**WHAT YOU HAVE TO DO:** Restate all of the data exactly.

[Object location annotation data]
▼▼▼

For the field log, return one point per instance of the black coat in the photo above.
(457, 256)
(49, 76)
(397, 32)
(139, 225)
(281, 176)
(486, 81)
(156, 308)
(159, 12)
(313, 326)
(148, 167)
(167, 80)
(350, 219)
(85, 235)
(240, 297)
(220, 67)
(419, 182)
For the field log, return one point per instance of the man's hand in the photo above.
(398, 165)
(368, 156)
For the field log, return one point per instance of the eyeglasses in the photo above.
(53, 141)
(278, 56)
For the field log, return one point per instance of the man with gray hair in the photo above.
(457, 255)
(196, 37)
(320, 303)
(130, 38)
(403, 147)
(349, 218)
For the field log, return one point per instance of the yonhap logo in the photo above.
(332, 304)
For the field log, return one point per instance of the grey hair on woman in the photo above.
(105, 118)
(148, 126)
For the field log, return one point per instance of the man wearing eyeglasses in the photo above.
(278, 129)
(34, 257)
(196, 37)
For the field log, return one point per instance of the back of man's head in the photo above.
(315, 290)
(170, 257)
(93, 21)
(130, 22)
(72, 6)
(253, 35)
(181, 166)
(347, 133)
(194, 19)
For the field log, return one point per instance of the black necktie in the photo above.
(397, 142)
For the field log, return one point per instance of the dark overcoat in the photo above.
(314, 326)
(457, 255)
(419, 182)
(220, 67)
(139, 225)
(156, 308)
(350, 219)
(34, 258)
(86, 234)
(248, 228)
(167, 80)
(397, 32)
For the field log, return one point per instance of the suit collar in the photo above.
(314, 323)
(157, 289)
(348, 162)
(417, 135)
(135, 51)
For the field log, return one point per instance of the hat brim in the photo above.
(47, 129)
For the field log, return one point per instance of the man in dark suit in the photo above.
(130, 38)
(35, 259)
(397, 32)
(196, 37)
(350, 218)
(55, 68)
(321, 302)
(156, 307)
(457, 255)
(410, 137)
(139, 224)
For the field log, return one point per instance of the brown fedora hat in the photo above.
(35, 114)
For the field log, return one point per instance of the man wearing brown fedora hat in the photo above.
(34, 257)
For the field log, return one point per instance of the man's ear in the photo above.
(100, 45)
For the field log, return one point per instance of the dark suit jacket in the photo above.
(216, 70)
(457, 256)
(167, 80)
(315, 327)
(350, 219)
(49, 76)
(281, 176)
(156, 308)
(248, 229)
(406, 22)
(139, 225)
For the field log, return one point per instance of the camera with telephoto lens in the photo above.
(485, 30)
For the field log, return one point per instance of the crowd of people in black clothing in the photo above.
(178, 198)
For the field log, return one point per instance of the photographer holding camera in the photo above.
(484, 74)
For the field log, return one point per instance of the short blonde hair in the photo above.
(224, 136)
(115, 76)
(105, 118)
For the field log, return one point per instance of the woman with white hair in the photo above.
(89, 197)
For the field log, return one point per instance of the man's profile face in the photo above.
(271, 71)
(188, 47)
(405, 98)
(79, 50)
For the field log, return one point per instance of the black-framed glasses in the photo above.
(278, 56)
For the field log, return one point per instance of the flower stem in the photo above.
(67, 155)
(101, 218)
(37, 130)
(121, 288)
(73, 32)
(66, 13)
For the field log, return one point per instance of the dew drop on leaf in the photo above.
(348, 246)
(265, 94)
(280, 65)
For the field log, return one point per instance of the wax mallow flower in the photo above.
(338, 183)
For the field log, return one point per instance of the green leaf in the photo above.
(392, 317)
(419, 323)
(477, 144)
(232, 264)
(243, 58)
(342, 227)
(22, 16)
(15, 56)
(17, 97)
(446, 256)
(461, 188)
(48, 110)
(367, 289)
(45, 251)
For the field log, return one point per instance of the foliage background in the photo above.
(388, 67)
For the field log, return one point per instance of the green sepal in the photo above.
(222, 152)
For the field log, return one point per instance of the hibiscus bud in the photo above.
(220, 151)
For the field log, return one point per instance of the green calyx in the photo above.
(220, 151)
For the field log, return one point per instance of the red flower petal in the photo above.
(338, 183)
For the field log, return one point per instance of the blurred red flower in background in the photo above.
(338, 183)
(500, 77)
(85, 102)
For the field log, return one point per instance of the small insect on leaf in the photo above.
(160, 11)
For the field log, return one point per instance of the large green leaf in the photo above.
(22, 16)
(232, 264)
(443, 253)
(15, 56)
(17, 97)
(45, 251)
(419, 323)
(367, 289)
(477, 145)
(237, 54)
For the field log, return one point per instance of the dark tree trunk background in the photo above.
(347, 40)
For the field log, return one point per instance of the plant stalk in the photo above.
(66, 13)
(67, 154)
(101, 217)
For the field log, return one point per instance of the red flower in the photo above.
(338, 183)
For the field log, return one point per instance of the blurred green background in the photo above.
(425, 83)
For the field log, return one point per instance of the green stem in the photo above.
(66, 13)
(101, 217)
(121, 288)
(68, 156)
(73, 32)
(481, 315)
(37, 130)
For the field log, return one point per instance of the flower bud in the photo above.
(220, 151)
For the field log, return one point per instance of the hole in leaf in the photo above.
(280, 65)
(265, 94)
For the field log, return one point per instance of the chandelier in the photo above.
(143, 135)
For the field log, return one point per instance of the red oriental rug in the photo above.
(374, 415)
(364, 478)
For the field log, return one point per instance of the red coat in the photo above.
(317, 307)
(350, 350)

▲▲▲

**RESULT OF THE TASK:**
For the field log, return one point per instance of the black coat in the photo above.
(457, 256)
(49, 76)
(397, 32)
(139, 225)
(281, 176)
(486, 81)
(156, 308)
(159, 12)
(313, 326)
(148, 167)
(167, 80)
(350, 219)
(85, 235)
(240, 297)
(220, 67)
(419, 182)
For the field log, return one point per instance of the man's hand in the photo above.
(398, 165)
(368, 156)
For the field log, return one point per instance of the eyeglasses in the photo above.
(53, 141)
(278, 56)
For the field log, return one point per instance of the man with gray hair in the photo above.
(457, 255)
(196, 37)
(320, 303)
(130, 38)
(403, 147)
(349, 218)
For the field log, return one point per instance of the yonhap logo in the photo above.
(332, 304)
For the field log, return one point per instance of the grey hair on woman in the photo above.
(105, 118)
(148, 126)
For the field log, return one point per instance of the man wearing eyeglasses in the photo above.
(278, 129)
(34, 257)
(196, 37)
For the field log, return one point per instance of the back of man's head in the photo above.
(315, 290)
(170, 257)
(93, 21)
(130, 22)
(72, 6)
(253, 35)
(181, 166)
(347, 133)
(194, 19)
For the field log, return one point per instance of the black necktie in the photo above.
(397, 142)
For the field log, return one point per instance of the dark overcoat in the photo above.
(314, 326)
(457, 255)
(419, 182)
(220, 67)
(139, 225)
(156, 308)
(350, 219)
(34, 258)
(86, 234)
(248, 228)
(167, 80)
(397, 32)
For the field log, return one point per instance of the suit collar in the photo above.
(314, 323)
(157, 289)
(348, 162)
(417, 135)
(135, 51)
For the field log, return one point per instance of the hat brim in the photo above.
(47, 129)
For the field log, return one point per instance of the man in dark suit in the photo above.
(130, 38)
(35, 259)
(397, 32)
(196, 37)
(350, 218)
(55, 68)
(321, 302)
(156, 307)
(457, 255)
(410, 137)
(139, 224)
For the field log, return one point per instance of the brown fedora hat in the photo above.
(35, 114)
For the field log, return one point per instance of the man wearing brown fedora hat in the photo above.
(34, 257)
For the field log, return one point per instance of the man's ear in the photo above.
(100, 45)
For the field log, return one point per instance of the dark suit jacket in the photo above.
(216, 70)
(457, 256)
(167, 80)
(315, 327)
(350, 219)
(49, 76)
(281, 176)
(156, 308)
(248, 229)
(406, 22)
(139, 225)
For the field log, return one point per instance of the camera with telephoto lens in the photo above.
(485, 30)
For the field log, return one point per instance of the crowd of people in black clothing in the photo above.
(178, 198)
For the field log, return one point per instance of the photographer holding camera in the photo above.
(484, 74)
For the field log, return one point per instance of the short blonde hair in the photo above.
(224, 136)
(115, 76)
(105, 118)
For the field log, return one point per instance of the woman with white hair in the photo above.
(89, 197)
For the field log, return one point per instance of the man's profile face in the photo above.
(271, 71)
(188, 47)
(405, 98)
(79, 50)
For the field log, return one point per instance of the black-framed glasses in the photo above.
(278, 56)
For the field log, return one point per instance of the flower stem in the photo above.
(67, 155)
(101, 218)
(37, 130)
(121, 288)
(73, 32)
(66, 13)
For the field log, return one point per instance of the dew drop on leaf in the photo above.
(348, 246)
(265, 94)
(280, 65)
For the field log, return one point per instance of the wax mallow flower in the photo above.
(338, 183)
For the field log, return one point per instance of the green leaf in the photo above.
(392, 317)
(419, 323)
(477, 144)
(232, 264)
(243, 58)
(342, 227)
(22, 16)
(15, 56)
(17, 97)
(446, 256)
(461, 188)
(48, 110)
(367, 289)
(45, 251)
For the field log, return one point per instance of the foliage background in the photo above.
(388, 67)
For the field log, return one point per instance of the green sepal in the photo above.
(222, 152)
For the field log, return one point per instance of the hibiscus bud in the photo above.
(220, 151)
For the field log, return one point per instance of the green calyx in the photo above.
(220, 151)
For the field log, return one point per instance of the red flower petal in the photo above.
(338, 183)
For the field log, return one point per instance of the blurred red flower in background in the photo above.
(338, 183)
(500, 77)
(85, 102)
For the field log, return one point per instance of the small insect on leaf in the photo above.
(160, 11)
For the field log, return one point per instance of the large green leaf in the photo above.
(22, 16)
(232, 264)
(443, 253)
(15, 56)
(17, 97)
(45, 251)
(419, 323)
(367, 289)
(477, 145)
(237, 54)
For the field log, return one point per instance of the dark tree trunk background in the photo above.
(347, 40)
For the field log, return one point per instance of the plant stalk in the photo above.
(66, 13)
(67, 154)
(101, 217)
For the field log, return one point per instance of the red flower in the photo above.
(338, 183)
For the field log, return one point per instance of the blurred green background in the photo above.
(425, 83)
For the field log, return one point per instance of the green stem in the photo above.
(66, 13)
(101, 217)
(121, 288)
(68, 156)
(73, 32)
(481, 315)
(37, 130)
For the field log, return one point per instance of the flower bud in the photo above.
(220, 151)
For the field log, return one point per instance of the hole in leaf in the photo above.
(280, 65)
(265, 94)
For the field log, return one point per instance of the chandelier in the photo above.
(143, 135)
For the field log, return one point per instance of the red oriental rug in the photo above.
(374, 415)
(364, 478)
For the field log, return one point per instance of the red coat in the photo above.
(317, 307)
(350, 350)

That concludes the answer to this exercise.